**Supplied material:**
== == ==

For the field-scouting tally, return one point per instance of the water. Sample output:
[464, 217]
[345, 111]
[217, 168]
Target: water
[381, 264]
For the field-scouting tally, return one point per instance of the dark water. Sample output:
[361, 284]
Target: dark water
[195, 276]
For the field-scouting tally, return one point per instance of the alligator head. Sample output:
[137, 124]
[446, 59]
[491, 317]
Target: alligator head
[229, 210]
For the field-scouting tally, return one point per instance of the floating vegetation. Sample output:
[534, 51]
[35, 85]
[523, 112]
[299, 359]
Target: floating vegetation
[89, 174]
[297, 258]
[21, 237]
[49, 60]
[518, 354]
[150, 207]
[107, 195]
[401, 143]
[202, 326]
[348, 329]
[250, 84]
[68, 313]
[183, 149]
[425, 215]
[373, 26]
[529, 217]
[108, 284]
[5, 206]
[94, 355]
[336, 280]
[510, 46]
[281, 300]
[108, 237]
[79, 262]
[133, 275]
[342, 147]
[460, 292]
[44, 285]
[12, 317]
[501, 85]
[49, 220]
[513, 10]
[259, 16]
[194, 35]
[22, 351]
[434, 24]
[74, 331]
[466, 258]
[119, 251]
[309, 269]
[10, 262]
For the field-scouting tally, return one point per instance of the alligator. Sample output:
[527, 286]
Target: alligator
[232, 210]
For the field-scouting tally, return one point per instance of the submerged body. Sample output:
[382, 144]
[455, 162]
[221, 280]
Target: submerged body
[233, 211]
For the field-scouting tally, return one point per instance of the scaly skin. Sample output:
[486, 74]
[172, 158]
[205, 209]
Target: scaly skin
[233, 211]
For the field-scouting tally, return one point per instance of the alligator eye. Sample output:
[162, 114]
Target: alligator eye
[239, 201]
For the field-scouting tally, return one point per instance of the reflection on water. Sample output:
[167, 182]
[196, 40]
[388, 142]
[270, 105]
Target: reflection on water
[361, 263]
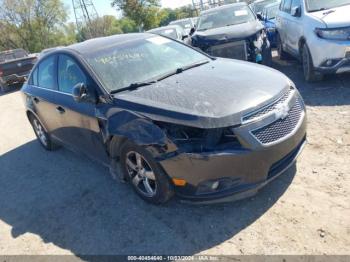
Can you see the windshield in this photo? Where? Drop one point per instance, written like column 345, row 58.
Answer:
column 185, row 24
column 225, row 17
column 259, row 6
column 271, row 12
column 317, row 5
column 166, row 32
column 140, row 61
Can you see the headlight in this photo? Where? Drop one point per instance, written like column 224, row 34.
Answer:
column 333, row 34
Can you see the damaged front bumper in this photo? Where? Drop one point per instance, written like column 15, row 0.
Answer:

== == ==

**What to work on:** All lines from the line containing "Can you see the damaged" through the last line of the data are to be repeated exactly; no other line belongs in the answer.

**Reply:**
Can you see the damaged front bumper in this photo? Where? Drop one point per instance, written like column 15, row 0.
Answer:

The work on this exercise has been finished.